Print the data verbatim. Leave every image out.

= Beginning of Section =

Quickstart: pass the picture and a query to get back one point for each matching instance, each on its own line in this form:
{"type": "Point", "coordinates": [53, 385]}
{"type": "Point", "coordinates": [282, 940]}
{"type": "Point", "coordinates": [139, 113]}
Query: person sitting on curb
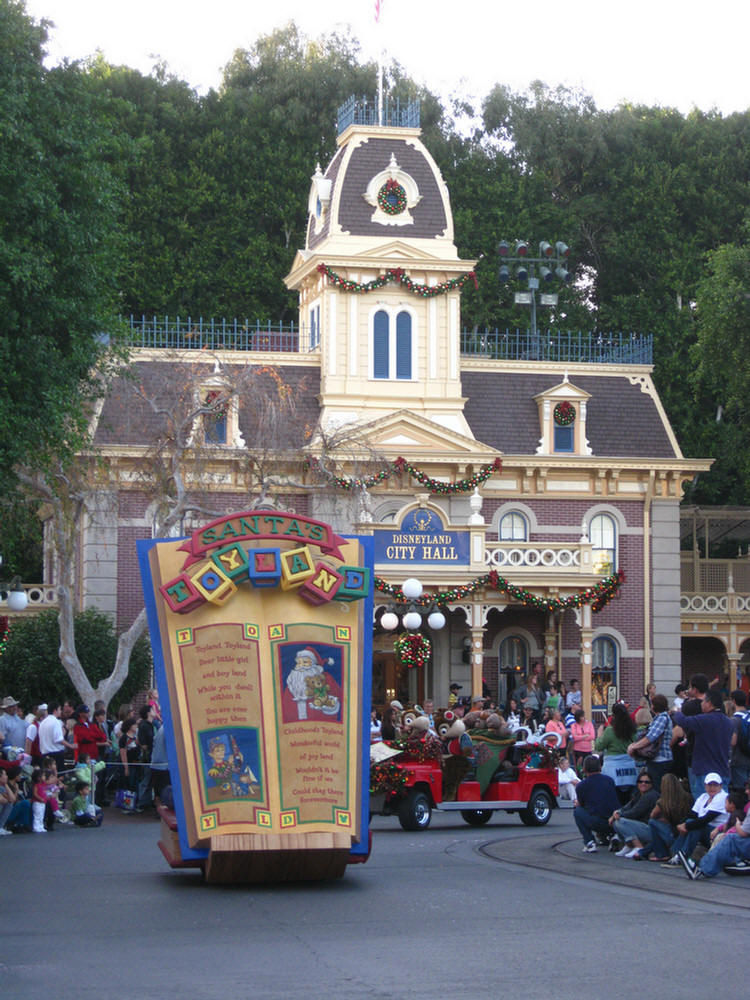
{"type": "Point", "coordinates": [732, 854]}
{"type": "Point", "coordinates": [596, 800]}
{"type": "Point", "coordinates": [630, 823]}
{"type": "Point", "coordinates": [708, 811]}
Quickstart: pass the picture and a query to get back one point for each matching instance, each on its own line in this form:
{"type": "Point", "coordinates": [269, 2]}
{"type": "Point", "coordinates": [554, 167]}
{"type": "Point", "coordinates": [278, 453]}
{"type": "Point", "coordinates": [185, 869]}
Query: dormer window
{"type": "Point", "coordinates": [564, 416]}
{"type": "Point", "coordinates": [217, 416]}
{"type": "Point", "coordinates": [562, 420]}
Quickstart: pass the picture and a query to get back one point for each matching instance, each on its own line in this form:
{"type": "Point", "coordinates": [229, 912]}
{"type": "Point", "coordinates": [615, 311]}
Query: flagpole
{"type": "Point", "coordinates": [381, 54]}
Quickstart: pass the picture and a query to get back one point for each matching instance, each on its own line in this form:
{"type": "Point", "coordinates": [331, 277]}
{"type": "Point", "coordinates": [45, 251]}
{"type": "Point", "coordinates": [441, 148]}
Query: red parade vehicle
{"type": "Point", "coordinates": [510, 775]}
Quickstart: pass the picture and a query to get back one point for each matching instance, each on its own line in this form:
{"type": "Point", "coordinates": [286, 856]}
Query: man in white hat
{"type": "Point", "coordinates": [32, 735]}
{"type": "Point", "coordinates": [12, 727]}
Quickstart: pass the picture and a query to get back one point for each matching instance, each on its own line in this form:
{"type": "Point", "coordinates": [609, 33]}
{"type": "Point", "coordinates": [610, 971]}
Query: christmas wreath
{"type": "Point", "coordinates": [413, 649]}
{"type": "Point", "coordinates": [564, 414]}
{"type": "Point", "coordinates": [392, 198]}
{"type": "Point", "coordinates": [386, 778]}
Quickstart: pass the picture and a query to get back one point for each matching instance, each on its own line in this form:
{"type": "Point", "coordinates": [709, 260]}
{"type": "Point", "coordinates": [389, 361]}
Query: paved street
{"type": "Point", "coordinates": [453, 911]}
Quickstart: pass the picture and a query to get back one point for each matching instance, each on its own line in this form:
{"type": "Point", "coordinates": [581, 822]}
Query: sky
{"type": "Point", "coordinates": [672, 53]}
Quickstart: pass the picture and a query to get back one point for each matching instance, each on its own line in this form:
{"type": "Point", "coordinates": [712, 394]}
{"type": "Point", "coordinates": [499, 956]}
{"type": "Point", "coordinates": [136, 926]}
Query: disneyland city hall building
{"type": "Point", "coordinates": [533, 488]}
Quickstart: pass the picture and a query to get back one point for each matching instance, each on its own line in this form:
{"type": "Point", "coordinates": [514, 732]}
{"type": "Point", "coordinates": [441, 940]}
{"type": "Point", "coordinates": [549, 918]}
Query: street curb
{"type": "Point", "coordinates": [549, 853]}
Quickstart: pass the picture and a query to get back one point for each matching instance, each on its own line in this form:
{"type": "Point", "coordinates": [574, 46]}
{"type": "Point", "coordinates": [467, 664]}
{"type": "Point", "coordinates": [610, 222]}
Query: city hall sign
{"type": "Point", "coordinates": [422, 537]}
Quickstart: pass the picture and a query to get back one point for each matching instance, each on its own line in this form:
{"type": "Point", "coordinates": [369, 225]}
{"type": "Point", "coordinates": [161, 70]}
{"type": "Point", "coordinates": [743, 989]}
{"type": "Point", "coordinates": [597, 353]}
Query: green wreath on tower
{"type": "Point", "coordinates": [564, 414]}
{"type": "Point", "coordinates": [392, 198]}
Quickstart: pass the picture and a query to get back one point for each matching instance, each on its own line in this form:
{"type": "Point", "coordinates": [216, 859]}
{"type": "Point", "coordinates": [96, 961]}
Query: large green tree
{"type": "Point", "coordinates": [57, 242]}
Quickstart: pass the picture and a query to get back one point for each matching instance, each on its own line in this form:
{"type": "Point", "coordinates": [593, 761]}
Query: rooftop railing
{"type": "Point", "coordinates": [559, 345]}
{"type": "Point", "coordinates": [361, 111]}
{"type": "Point", "coordinates": [187, 333]}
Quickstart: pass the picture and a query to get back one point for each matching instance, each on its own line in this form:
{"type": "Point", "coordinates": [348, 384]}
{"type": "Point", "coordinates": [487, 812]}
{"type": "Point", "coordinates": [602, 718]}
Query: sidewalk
{"type": "Point", "coordinates": [564, 856]}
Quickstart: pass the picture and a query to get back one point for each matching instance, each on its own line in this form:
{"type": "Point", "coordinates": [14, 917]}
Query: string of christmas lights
{"type": "Point", "coordinates": [4, 632]}
{"type": "Point", "coordinates": [398, 275]}
{"type": "Point", "coordinates": [401, 466]}
{"type": "Point", "coordinates": [597, 596]}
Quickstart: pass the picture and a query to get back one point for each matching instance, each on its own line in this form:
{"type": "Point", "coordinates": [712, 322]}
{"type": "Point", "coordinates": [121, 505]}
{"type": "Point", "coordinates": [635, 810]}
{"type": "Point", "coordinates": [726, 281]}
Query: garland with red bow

= End of Section =

• Solved problem:
Quickstart: pass the picture and a query to get back one point for each matching instance, each on its own line in this form:
{"type": "Point", "coordinates": [53, 385]}
{"type": "Point", "coordinates": [282, 940]}
{"type": "Point", "coordinates": [139, 113]}
Query: person sitting on curb
{"type": "Point", "coordinates": [732, 854]}
{"type": "Point", "coordinates": [596, 800]}
{"type": "Point", "coordinates": [630, 823]}
{"type": "Point", "coordinates": [708, 811]}
Quickstart: pass the picture and a query to get back one point for each matching instance, each on its own line in this form:
{"type": "Point", "coordinates": [269, 2]}
{"type": "Point", "coordinates": [554, 167]}
{"type": "Point", "coordinates": [278, 453]}
{"type": "Point", "coordinates": [185, 869]}
Query: dormer window
{"type": "Point", "coordinates": [564, 416]}
{"type": "Point", "coordinates": [217, 416]}
{"type": "Point", "coordinates": [562, 420]}
Quickstart: pass the picture and a query to get back one point for each matching instance, each on its own line in this form:
{"type": "Point", "coordinates": [229, 912]}
{"type": "Point", "coordinates": [615, 311]}
Query: flagpole
{"type": "Point", "coordinates": [381, 54]}
Quickstart: pass the picture and a query to get back one point for each matching instance, each on its own line in this form:
{"type": "Point", "coordinates": [331, 277]}
{"type": "Point", "coordinates": [45, 251]}
{"type": "Point", "coordinates": [441, 148]}
Query: red parade vehicle
{"type": "Point", "coordinates": [510, 775]}
Quickstart: pass the picture and a query to get back one point for each matching instance, each on its own line in this form:
{"type": "Point", "coordinates": [286, 856]}
Query: man in white hat
{"type": "Point", "coordinates": [32, 735]}
{"type": "Point", "coordinates": [12, 727]}
Quickstart: pass the picture and a query to get back one point for each matching instance, each on its own line in this form:
{"type": "Point", "coordinates": [609, 33]}
{"type": "Point", "coordinates": [610, 971]}
Query: christmas wreath
{"type": "Point", "coordinates": [413, 649]}
{"type": "Point", "coordinates": [564, 414]}
{"type": "Point", "coordinates": [392, 198]}
{"type": "Point", "coordinates": [386, 778]}
Quickstart: pass the picture and a query to get back one point for each matching instance, each on its own line in this form:
{"type": "Point", "coordinates": [709, 260]}
{"type": "Point", "coordinates": [389, 361]}
Query: paved street
{"type": "Point", "coordinates": [453, 911]}
Quickstart: pass the picture and a query to get back one point for each matching instance, each on its own line in this form:
{"type": "Point", "coordinates": [581, 822]}
Query: sky
{"type": "Point", "coordinates": [672, 53]}
Quickstart: pass the picture and a query to get back one point for each matching instance, each on its own line in this form:
{"type": "Point", "coordinates": [712, 394]}
{"type": "Point", "coordinates": [499, 956]}
{"type": "Point", "coordinates": [136, 926]}
Query: disneyland city hall building
{"type": "Point", "coordinates": [533, 488]}
Quickstart: pass the picture and a query to get back one point for each matching instance, each on its own line in this form:
{"type": "Point", "coordinates": [514, 732]}
{"type": "Point", "coordinates": [441, 940]}
{"type": "Point", "coordinates": [549, 918]}
Query: street curb
{"type": "Point", "coordinates": [549, 853]}
Quickstart: pass the picture and a query to get back one point for each matching instance, each on its own line in this form:
{"type": "Point", "coordinates": [574, 46]}
{"type": "Point", "coordinates": [467, 664]}
{"type": "Point", "coordinates": [610, 222]}
Query: city hall sign
{"type": "Point", "coordinates": [422, 537]}
Quickstart: pass the picture and a query to get back one point for each matching instance, each on its own line in this form:
{"type": "Point", "coordinates": [369, 225]}
{"type": "Point", "coordinates": [161, 70]}
{"type": "Point", "coordinates": [743, 989]}
{"type": "Point", "coordinates": [597, 353]}
Query: green wreath on tower
{"type": "Point", "coordinates": [564, 414]}
{"type": "Point", "coordinates": [392, 198]}
Quickstart: pass the picture and a query to get back one point for each matching instance, each on its own line in this form:
{"type": "Point", "coordinates": [216, 859]}
{"type": "Point", "coordinates": [96, 961]}
Query: large green tree
{"type": "Point", "coordinates": [57, 242]}
Quickstart: pass the picture and a query to get back one point for each matching instance, each on its own line in this form:
{"type": "Point", "coordinates": [593, 761]}
Query: rooftop railing
{"type": "Point", "coordinates": [559, 345]}
{"type": "Point", "coordinates": [361, 111]}
{"type": "Point", "coordinates": [187, 333]}
Quickstart: pass the picture and a query to get back one point for each matching instance, each on its own line in this form:
{"type": "Point", "coordinates": [348, 384]}
{"type": "Point", "coordinates": [487, 812]}
{"type": "Point", "coordinates": [602, 718]}
Query: sidewalk
{"type": "Point", "coordinates": [564, 856]}
Quickstart: pass the picture and a query to get back one point for each matching instance, each on its own line in this form:
{"type": "Point", "coordinates": [14, 917]}
Query: string of christmas lights
{"type": "Point", "coordinates": [4, 632]}
{"type": "Point", "coordinates": [398, 275]}
{"type": "Point", "coordinates": [401, 466]}
{"type": "Point", "coordinates": [597, 596]}
Quickstart: pass the picture and a query to get back one point for each matching instance, each on its own line in this form:
{"type": "Point", "coordinates": [712, 322]}
{"type": "Point", "coordinates": [121, 505]}
{"type": "Point", "coordinates": [635, 810]}
{"type": "Point", "coordinates": [726, 281]}
Query: garland with red bow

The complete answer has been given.